Rows from a pointing dataset
────────────────

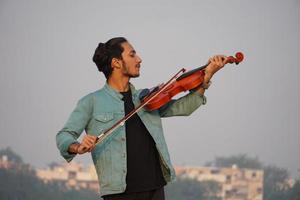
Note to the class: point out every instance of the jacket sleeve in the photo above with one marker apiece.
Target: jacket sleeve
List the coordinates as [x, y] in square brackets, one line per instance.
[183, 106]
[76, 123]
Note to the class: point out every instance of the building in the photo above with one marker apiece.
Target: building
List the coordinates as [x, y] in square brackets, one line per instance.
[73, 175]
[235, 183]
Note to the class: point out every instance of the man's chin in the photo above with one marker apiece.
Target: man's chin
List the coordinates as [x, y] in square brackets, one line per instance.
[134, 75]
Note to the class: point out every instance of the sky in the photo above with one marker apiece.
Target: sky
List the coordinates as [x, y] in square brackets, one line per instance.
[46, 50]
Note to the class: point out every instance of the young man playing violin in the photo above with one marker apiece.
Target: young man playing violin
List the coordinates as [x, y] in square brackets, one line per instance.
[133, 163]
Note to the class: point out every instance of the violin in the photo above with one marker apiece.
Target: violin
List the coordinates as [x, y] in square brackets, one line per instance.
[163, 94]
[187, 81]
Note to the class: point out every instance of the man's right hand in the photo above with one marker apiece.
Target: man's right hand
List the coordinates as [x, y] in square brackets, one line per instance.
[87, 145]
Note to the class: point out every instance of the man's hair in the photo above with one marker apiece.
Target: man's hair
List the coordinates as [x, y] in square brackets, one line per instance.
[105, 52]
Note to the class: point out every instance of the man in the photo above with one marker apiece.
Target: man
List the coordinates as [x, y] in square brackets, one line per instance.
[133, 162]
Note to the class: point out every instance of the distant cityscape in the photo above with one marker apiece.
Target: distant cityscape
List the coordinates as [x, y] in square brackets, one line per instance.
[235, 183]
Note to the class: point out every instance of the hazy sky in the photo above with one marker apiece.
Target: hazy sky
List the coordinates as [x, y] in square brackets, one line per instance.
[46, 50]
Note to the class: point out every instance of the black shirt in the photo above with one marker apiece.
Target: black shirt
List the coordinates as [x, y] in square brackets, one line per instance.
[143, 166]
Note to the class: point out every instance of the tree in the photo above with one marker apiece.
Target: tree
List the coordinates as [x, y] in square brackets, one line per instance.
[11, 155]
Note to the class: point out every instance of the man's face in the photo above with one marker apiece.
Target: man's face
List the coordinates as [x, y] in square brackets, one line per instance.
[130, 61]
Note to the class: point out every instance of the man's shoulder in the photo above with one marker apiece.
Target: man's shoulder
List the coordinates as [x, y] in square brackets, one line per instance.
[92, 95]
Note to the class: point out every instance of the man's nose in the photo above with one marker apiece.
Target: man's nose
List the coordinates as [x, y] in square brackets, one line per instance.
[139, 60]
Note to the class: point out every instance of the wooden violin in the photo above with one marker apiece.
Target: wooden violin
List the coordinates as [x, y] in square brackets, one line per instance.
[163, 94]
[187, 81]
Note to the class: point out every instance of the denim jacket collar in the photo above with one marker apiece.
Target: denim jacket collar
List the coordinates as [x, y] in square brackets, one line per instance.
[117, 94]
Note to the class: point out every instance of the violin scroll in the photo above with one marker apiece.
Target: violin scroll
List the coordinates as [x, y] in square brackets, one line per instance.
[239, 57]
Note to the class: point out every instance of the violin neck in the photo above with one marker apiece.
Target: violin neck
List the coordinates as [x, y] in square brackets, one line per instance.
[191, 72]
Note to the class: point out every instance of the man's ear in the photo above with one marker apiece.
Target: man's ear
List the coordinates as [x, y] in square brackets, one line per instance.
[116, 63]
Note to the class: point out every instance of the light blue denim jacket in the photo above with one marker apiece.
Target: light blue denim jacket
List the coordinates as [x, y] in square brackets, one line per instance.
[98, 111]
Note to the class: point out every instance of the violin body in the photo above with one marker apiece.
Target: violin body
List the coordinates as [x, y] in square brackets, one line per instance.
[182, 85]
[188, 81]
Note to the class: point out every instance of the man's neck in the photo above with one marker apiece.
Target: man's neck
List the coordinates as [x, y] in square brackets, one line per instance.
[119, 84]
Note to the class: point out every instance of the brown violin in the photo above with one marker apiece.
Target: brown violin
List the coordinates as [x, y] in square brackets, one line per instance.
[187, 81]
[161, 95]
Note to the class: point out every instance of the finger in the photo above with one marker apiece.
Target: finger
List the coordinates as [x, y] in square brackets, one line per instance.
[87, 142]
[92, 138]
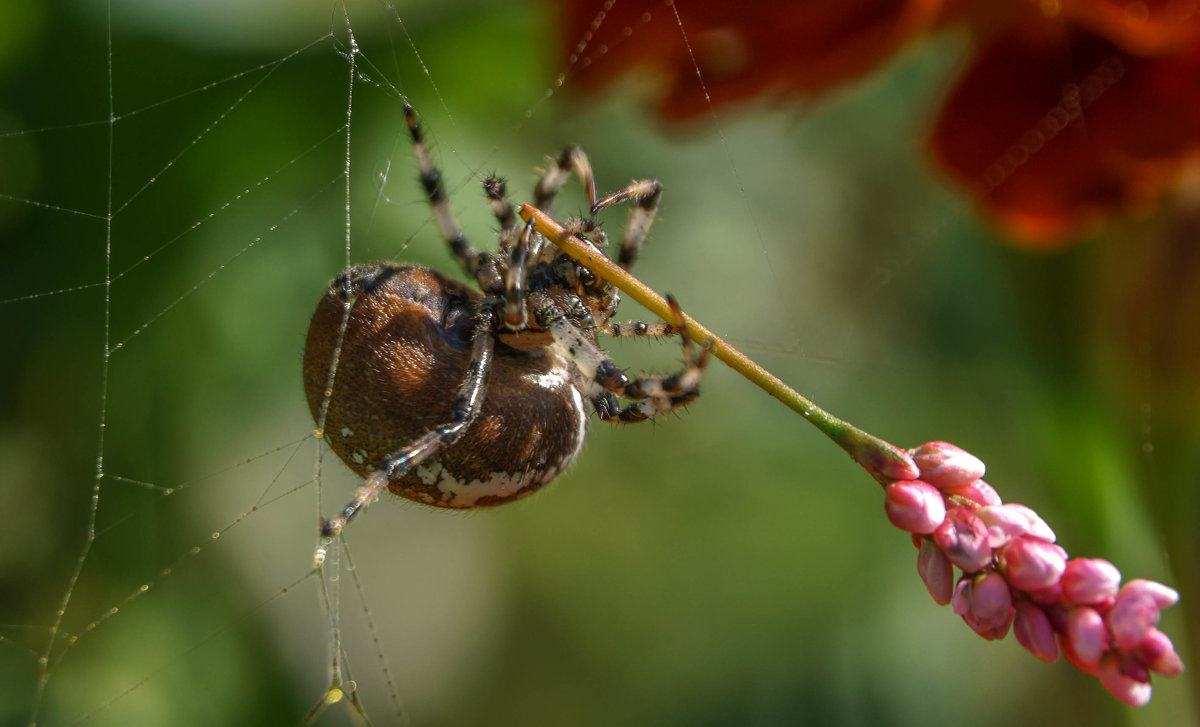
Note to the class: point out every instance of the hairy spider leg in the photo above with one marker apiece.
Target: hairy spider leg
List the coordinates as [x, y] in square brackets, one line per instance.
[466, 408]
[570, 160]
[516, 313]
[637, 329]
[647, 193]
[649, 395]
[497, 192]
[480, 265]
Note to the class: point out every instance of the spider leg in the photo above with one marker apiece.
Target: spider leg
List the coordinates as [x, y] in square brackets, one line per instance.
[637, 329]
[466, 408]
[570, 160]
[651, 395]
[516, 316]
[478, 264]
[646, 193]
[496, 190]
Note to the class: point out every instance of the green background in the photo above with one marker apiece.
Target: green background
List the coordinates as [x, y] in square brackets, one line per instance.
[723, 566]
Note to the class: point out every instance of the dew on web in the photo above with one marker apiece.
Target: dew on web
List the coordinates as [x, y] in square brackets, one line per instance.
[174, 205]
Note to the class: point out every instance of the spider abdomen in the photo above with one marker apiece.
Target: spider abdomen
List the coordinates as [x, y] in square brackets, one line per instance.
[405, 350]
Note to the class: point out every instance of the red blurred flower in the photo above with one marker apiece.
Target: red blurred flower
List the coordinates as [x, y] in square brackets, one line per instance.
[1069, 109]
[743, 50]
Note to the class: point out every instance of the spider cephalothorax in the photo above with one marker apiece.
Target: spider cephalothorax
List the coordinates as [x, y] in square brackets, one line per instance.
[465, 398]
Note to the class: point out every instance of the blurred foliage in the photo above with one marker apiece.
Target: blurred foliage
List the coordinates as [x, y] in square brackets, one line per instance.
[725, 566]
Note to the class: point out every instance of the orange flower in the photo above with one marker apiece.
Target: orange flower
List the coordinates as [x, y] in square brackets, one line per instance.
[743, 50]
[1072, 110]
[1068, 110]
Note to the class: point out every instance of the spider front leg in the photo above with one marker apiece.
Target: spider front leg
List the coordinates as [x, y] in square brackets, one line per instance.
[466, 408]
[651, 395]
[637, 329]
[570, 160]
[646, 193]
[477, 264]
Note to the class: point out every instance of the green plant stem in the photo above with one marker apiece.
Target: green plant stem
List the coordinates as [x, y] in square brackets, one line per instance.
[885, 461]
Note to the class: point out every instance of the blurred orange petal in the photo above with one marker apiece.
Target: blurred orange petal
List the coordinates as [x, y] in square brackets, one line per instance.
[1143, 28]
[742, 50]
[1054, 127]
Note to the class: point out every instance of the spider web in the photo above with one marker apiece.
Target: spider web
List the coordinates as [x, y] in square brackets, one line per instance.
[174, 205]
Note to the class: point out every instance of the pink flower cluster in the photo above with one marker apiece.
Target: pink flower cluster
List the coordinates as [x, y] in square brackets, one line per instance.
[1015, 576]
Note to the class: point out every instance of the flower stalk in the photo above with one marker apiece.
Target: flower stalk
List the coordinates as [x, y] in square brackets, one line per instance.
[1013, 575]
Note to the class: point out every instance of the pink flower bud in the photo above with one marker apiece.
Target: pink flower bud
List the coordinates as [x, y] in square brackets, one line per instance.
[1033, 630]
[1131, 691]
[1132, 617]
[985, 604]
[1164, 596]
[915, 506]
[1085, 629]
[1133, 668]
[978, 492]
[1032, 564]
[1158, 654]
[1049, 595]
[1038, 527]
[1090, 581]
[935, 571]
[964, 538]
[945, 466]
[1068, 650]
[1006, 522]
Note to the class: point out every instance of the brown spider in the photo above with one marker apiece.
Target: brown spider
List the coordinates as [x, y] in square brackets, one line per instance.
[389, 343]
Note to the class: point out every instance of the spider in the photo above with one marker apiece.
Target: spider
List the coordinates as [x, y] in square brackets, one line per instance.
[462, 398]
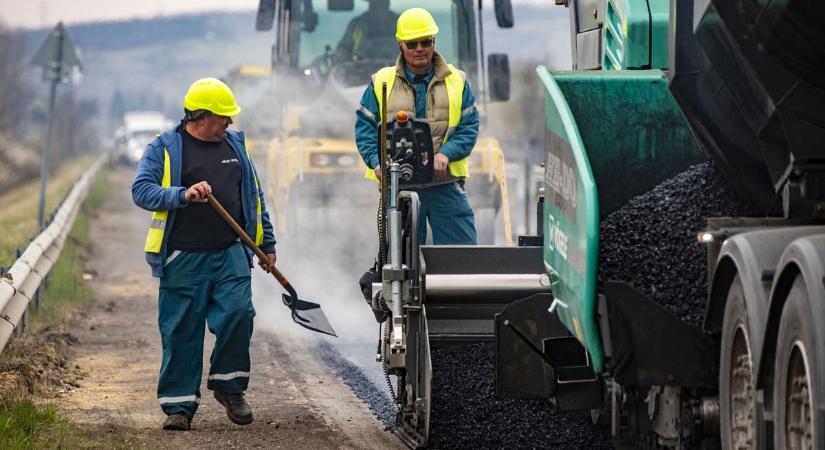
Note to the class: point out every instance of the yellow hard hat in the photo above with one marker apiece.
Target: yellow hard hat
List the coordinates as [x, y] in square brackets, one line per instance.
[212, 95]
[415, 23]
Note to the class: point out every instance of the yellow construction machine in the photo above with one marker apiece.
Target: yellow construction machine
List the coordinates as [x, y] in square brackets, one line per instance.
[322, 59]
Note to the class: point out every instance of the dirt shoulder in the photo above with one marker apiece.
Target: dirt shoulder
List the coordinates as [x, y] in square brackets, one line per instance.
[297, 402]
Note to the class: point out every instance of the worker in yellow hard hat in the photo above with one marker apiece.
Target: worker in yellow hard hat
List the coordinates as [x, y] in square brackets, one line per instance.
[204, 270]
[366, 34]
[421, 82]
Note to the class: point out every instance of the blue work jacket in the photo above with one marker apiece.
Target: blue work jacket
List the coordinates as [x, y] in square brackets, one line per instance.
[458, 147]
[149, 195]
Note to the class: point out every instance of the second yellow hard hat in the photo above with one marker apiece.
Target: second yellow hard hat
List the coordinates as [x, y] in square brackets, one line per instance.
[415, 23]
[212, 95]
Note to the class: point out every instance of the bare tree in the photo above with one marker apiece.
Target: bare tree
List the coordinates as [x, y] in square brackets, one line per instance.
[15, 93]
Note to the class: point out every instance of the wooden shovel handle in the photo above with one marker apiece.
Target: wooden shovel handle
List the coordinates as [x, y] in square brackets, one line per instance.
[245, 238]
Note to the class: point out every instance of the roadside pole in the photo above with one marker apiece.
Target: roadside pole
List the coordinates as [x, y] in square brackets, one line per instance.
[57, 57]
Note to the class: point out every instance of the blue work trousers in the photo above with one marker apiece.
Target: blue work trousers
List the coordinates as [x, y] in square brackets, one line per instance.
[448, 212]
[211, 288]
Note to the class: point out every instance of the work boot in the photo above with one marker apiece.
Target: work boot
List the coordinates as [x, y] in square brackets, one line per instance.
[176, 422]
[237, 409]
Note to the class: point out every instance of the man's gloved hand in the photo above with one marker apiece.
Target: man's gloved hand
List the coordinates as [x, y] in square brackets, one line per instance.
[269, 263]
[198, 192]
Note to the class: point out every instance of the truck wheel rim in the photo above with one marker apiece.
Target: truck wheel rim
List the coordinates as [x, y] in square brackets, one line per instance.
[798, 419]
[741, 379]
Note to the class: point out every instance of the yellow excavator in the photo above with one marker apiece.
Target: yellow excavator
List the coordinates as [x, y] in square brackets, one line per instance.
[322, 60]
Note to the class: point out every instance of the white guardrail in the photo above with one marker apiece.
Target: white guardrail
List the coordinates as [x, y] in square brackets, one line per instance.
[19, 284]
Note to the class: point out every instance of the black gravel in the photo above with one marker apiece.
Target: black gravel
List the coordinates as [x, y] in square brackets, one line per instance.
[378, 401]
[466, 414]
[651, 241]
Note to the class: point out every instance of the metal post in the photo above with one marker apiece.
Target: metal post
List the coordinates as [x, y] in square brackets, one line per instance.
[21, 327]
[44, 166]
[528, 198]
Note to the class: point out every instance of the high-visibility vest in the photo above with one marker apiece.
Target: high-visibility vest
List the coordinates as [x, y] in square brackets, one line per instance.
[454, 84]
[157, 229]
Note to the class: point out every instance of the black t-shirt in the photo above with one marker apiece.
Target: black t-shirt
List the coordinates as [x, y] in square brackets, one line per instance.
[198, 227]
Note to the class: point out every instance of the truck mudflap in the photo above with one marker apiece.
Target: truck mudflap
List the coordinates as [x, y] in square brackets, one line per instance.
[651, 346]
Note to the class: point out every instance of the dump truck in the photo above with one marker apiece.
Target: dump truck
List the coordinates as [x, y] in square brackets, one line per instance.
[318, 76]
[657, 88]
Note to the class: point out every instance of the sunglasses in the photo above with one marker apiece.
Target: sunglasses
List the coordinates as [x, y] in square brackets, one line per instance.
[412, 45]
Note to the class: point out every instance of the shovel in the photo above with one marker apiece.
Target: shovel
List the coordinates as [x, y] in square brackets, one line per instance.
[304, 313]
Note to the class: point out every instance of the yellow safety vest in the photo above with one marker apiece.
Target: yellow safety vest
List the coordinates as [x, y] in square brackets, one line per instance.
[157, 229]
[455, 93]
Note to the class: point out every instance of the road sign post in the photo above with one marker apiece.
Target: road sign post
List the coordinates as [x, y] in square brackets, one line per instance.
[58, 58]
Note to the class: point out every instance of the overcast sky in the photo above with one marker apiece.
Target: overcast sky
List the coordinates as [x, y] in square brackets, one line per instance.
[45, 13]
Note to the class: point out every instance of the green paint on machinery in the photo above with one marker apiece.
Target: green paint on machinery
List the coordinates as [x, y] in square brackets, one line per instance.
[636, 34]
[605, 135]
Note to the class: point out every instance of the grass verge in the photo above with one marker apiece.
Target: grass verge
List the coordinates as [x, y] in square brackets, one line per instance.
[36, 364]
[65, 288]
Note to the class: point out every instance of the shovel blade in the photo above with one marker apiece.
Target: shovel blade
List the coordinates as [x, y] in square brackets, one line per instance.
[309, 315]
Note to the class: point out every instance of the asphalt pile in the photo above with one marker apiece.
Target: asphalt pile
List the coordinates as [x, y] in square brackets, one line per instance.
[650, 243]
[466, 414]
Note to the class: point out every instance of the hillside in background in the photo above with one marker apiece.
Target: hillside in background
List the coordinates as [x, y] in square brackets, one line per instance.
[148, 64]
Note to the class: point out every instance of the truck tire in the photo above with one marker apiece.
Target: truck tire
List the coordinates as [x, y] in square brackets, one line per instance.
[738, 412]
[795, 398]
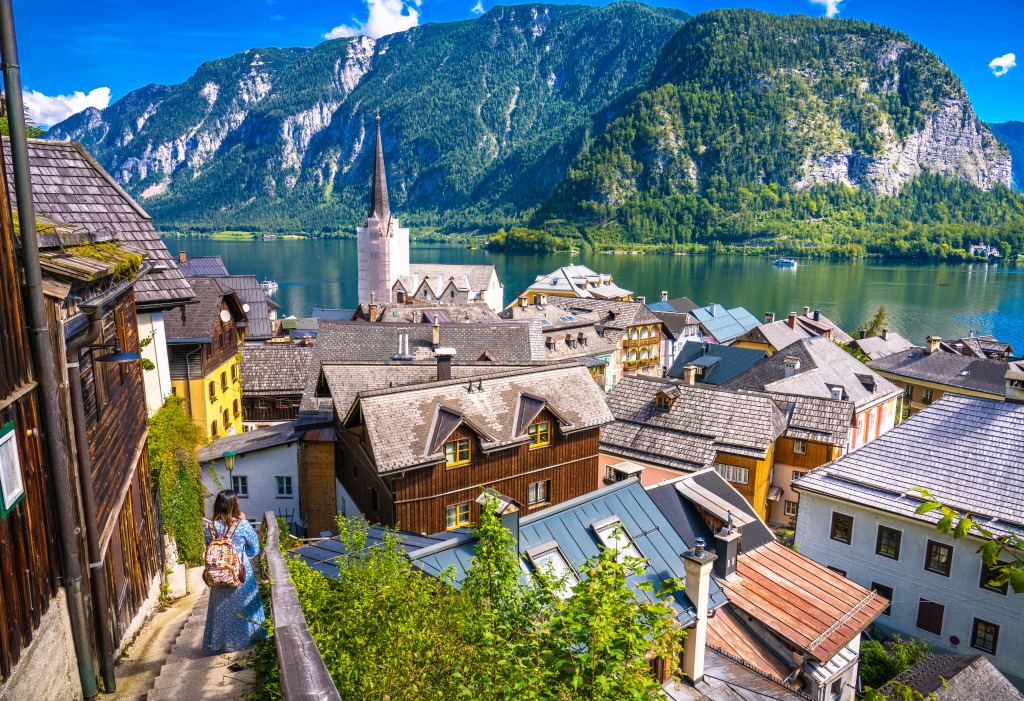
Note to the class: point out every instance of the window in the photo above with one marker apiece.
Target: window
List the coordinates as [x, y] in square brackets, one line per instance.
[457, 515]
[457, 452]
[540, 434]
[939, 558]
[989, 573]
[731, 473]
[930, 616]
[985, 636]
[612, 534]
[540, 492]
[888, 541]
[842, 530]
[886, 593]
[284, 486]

────────────────

Take the line containing "the truck tire" and every line after it up to the end of the data, and write them out exactly, without the pictures.

Note to the class: point out every instance of the truck tire in the photo above with one marker apiece.
Target: truck tire
List the coordinates as [x, y] in square brackets, one line per instance.
[738, 412]
[795, 398]
Note to the class: point out every instance of the window in the photo above with one marker apiece.
Target: window
List the coordinates as [x, y] in square brackets, one line per instance.
[457, 515]
[457, 452]
[540, 434]
[939, 558]
[989, 573]
[731, 473]
[930, 616]
[985, 636]
[612, 534]
[540, 492]
[888, 541]
[842, 530]
[886, 593]
[284, 486]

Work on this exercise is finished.